__WRITTEN TASK__: Rewrite the data below as a Markdown table with the columns "Row" and "Line," one numbered row per non-blank line, and leave the pictures out.

------------------------------------------------

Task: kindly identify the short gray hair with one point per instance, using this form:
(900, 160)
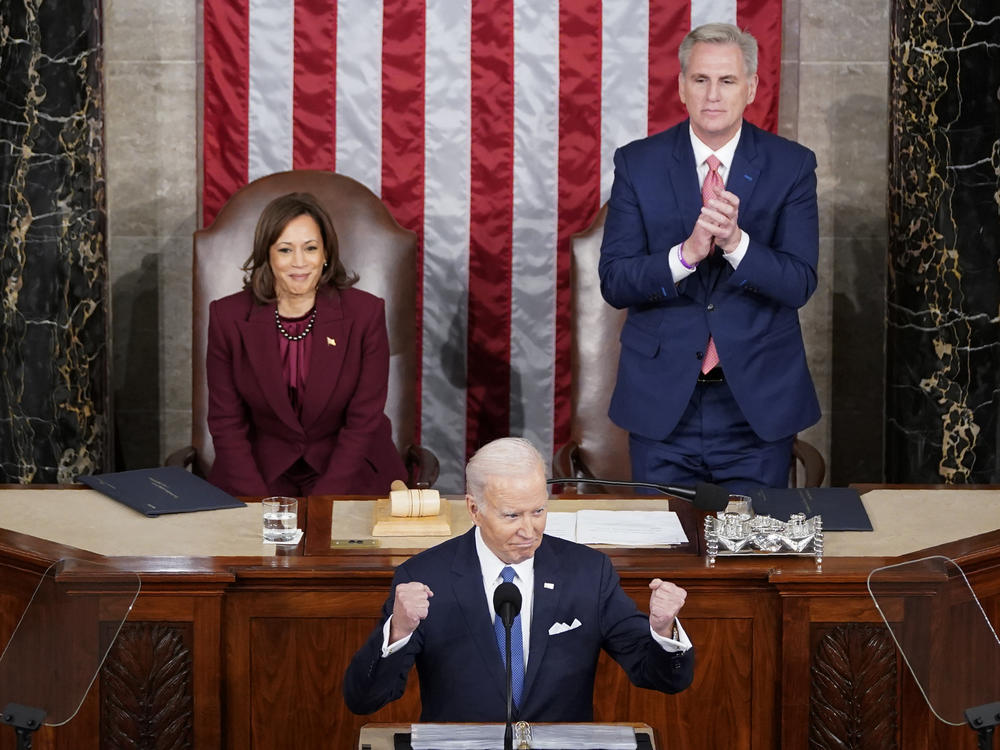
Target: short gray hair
(505, 457)
(720, 33)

------------------------------------------------

__TASK ANSWER__:
| Row | Line |
|---|---|
| 1 | Task: kindly identify the short gray hair with one point per instance, using this form: |
| 2 | (900, 160) |
| 3 | Target: short gray hair |
| 4 | (505, 457) |
| 5 | (720, 33) |